_What the task asks_.
Leaving out the pictures, return each line of the entries from the first through the line with "[locate] the weathered", and only those lines.

_Data for this exercise_.
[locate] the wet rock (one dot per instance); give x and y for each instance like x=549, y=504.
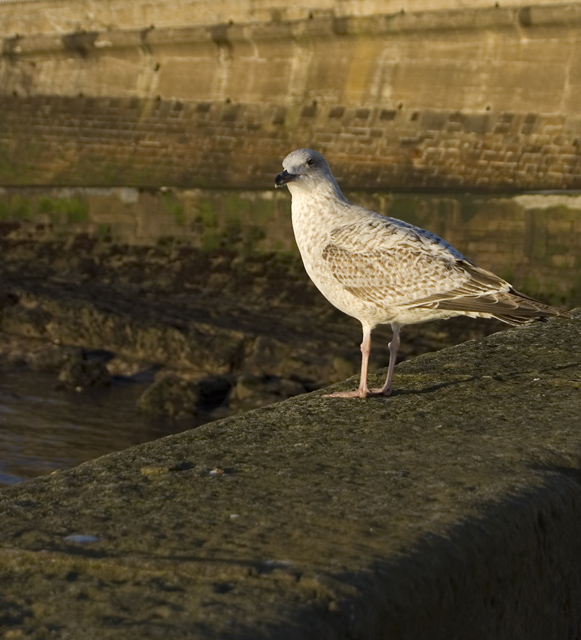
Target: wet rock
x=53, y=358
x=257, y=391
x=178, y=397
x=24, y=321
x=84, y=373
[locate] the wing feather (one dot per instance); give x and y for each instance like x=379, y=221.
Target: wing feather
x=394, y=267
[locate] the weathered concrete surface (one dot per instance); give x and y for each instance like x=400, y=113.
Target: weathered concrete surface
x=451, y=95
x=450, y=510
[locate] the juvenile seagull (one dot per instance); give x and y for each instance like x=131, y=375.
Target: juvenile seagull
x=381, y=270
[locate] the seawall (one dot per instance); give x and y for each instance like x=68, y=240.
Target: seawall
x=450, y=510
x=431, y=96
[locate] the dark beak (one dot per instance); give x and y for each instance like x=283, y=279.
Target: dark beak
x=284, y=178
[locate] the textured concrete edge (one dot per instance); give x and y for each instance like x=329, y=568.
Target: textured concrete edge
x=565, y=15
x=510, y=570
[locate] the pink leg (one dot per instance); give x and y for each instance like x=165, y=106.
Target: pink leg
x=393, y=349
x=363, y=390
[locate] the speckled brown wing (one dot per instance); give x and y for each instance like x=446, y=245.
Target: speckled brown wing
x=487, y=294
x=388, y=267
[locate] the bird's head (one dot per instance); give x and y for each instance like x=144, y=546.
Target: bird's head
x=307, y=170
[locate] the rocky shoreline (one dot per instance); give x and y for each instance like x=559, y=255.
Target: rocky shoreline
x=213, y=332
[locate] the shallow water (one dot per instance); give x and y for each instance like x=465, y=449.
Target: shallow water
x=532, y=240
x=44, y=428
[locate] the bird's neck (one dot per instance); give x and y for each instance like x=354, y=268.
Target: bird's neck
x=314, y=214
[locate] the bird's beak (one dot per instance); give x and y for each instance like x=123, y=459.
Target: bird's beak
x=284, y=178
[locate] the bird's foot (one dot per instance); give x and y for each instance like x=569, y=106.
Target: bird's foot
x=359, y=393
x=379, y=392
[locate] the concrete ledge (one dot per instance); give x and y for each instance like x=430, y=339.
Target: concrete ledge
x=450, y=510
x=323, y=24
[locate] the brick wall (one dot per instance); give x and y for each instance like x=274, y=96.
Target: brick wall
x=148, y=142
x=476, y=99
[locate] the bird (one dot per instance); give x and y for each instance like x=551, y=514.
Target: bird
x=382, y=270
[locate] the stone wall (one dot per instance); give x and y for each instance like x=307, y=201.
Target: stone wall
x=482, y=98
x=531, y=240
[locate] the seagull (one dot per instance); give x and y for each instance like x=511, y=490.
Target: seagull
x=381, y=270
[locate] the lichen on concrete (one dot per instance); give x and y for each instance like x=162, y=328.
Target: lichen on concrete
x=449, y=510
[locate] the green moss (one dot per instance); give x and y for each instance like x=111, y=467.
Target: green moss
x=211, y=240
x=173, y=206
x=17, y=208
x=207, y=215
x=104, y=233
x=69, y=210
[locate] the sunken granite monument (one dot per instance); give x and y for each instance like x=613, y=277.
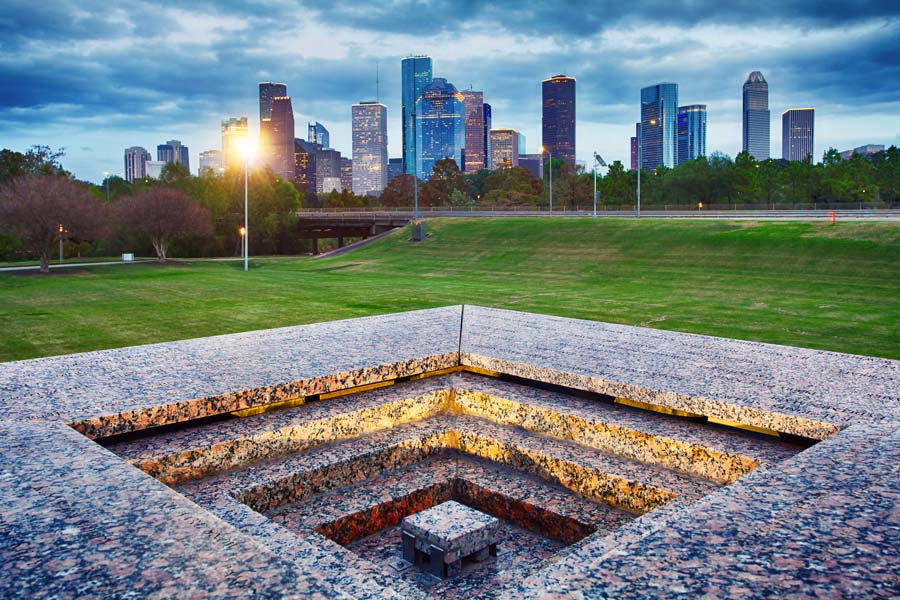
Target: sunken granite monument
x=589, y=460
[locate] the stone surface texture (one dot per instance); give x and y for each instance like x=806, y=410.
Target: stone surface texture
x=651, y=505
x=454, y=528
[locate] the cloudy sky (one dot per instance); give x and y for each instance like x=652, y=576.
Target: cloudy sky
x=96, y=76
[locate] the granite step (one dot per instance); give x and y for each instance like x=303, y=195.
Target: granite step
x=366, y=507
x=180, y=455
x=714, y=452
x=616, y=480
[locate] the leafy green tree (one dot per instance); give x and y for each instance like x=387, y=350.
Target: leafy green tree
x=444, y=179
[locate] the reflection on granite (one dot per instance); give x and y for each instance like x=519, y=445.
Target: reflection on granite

_Task response_.
[locate] the wet rock (one dot per instance); give x and y for each instance like x=549, y=504.
Target: wet rock
x=53, y=358
x=257, y=391
x=178, y=397
x=24, y=321
x=84, y=373
[locate] the wing feather (one dot per instance); give x and y for each instance like x=379, y=221.
Target: wing feather
x=394, y=267
[locate] the weathered concrete surface (one dot per instance); give x and y for each instance like x=400, y=113.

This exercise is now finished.